Write out the listing below line for line, with no changes.

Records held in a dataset
§ §
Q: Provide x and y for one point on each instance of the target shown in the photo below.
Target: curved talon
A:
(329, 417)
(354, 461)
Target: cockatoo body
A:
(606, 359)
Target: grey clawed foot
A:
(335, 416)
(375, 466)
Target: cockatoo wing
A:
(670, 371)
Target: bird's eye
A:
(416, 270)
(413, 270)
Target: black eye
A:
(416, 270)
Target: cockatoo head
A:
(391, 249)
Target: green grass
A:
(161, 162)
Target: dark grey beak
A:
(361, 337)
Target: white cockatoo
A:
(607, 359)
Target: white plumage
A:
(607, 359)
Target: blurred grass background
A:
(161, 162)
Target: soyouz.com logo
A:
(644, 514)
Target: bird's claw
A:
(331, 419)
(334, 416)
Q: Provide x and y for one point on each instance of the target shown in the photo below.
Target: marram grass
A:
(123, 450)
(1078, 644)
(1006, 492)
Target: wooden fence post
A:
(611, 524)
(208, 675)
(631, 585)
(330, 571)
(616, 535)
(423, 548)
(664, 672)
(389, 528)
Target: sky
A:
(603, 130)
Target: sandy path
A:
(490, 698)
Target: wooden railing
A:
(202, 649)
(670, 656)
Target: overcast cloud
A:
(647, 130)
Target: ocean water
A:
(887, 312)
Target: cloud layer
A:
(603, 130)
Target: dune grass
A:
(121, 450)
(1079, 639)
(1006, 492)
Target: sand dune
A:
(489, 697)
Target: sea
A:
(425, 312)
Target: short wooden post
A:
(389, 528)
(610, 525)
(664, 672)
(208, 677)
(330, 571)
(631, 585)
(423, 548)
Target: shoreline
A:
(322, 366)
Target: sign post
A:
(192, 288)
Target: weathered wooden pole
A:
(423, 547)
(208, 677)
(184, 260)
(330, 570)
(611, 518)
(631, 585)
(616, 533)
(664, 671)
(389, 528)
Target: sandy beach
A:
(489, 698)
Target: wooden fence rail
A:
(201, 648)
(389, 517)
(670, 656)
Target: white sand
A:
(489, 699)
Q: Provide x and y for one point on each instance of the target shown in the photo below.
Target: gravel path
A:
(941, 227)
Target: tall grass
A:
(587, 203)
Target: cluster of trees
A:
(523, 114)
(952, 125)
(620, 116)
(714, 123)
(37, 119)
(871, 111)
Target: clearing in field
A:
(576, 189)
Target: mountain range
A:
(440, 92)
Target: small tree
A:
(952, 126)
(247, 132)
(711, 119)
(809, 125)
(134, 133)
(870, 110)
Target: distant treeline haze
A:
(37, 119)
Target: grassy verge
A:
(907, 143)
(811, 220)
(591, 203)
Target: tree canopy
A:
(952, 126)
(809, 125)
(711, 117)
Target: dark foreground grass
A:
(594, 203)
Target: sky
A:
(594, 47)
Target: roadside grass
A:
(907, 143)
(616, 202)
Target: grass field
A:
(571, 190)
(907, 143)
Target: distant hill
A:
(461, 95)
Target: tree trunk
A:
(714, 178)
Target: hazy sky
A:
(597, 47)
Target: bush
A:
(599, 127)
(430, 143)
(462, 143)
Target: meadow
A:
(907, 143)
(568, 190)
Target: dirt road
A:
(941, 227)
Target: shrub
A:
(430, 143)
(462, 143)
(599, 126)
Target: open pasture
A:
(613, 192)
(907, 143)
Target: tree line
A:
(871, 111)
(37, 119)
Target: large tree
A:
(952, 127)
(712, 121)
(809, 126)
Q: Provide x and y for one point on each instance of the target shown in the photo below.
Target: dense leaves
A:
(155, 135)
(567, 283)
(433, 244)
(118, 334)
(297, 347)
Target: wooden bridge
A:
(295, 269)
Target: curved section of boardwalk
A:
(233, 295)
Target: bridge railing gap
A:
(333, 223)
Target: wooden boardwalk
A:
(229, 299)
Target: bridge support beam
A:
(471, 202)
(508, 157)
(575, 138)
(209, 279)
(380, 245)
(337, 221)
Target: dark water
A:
§ §
**Exercise answer**
Q: Provide x and y for one point on each instance of the target shown in the photo below.
Target: curved talon
A:
(329, 417)
(354, 461)
Target: cockatoo body
A:
(606, 359)
Target: grey clawed foot
A:
(335, 416)
(375, 466)
Target: cockatoo wing
A:
(670, 371)
Target: bird's eye
A:
(416, 270)
(413, 270)
Target: black eye
A:
(416, 270)
Target: cockatoo head
A:
(391, 249)
Target: green grass
A:
(161, 162)
Target: dark grey beak
A:
(361, 337)
Target: white cockatoo
A:
(607, 359)
Target: white plumage
A:
(607, 359)
Target: blurred grass background
A:
(161, 162)
Target: soyouz.com logo
A:
(644, 514)
Target: bird's claw
A:
(331, 419)
(334, 416)
Q: Provide x and y for one point on each instance of the target shown in the photo below.
Target: marram grass
A:
(123, 450)
(1078, 644)
(1006, 492)
Target: wooden fence post
A:
(611, 524)
(208, 675)
(631, 585)
(330, 571)
(616, 535)
(423, 548)
(664, 672)
(389, 528)
Target: sky
A:
(603, 130)
Target: sandy path
A:
(490, 698)
Target: wooden railing
A:
(202, 649)
(670, 656)
Target: overcast cloud
A:
(647, 130)
Target: ocean water
A:
(887, 312)
Target: cloud layer
A:
(603, 130)
Target: dune grass
A:
(121, 450)
(1079, 639)
(1006, 492)
Target: sand dune
A:
(489, 697)
Target: sea
A:
(425, 312)
Target: short wooden post
A:
(389, 528)
(610, 525)
(664, 672)
(208, 677)
(330, 571)
(631, 585)
(423, 548)
Target: shoreline
A:
(322, 366)
Target: sign post
A:
(192, 288)
Target: weathered wooden pole
A:
(423, 547)
(208, 677)
(184, 260)
(330, 570)
(611, 518)
(631, 585)
(616, 533)
(664, 671)
(389, 528)
Target: sandy beach
A:
(489, 698)
Target: wooden fence rail
A:
(201, 648)
(389, 517)
(670, 656)
Target: white sand
A:
(489, 699)
Q: Provide x and y for one point on each instance of the target shown in the photo below.
Target: gravel path
A:
(941, 227)
Target: tall grass
A:
(587, 203)
Target: cluster of trees
A:
(523, 114)
(952, 125)
(620, 116)
(714, 123)
(37, 119)
(871, 111)
Target: clearing in field
A:
(576, 189)
Target: mountain range
A:
(440, 92)
Target: small tree
A:
(952, 126)
(247, 132)
(711, 119)
(809, 125)
(134, 133)
(870, 110)
Target: distant treeline haze
A:
(37, 119)
Target: grassy verge
A:
(907, 143)
(811, 220)
(591, 203)
Target: tree canopy
A:
(952, 126)
(809, 125)
(711, 117)
Target: dark foreground grass
A:
(594, 203)
Target: sky
A:
(594, 47)
Target: roadside grass
A:
(907, 143)
(616, 202)
Target: grass field
A:
(571, 190)
(907, 143)
Target: distant hill
A:
(461, 95)
Target: tree trunk
A:
(714, 178)
Target: hazy sky
A:
(597, 47)
Target: bush
A:
(599, 127)
(430, 143)
(462, 143)
Target: meadow
A:
(907, 143)
(568, 190)
Target: dirt road
A:
(941, 227)
Target: shrub
A:
(430, 143)
(462, 143)
(599, 126)
Target: open pasture
A:
(613, 192)
(907, 143)
Target: tree line
A:
(871, 111)
(37, 119)
Target: large tree
A:
(952, 127)
(712, 121)
(809, 126)
Q: Provide x and y for one point on each instance of the target shown in the photo below.
Target: dense leaves
A:
(155, 135)
(567, 283)
(433, 244)
(118, 334)
(297, 347)
Target: wooden bridge
A:
(295, 269)
Target: curved section of boardwalk
A:
(233, 295)
Target: bridge railing gap
A:
(333, 223)
Target: wooden boardwalk
A:
(229, 299)
Target: bridge support beam
A:
(471, 202)
(508, 157)
(575, 138)
(209, 279)
(380, 245)
(337, 221)
Target: dark water
A:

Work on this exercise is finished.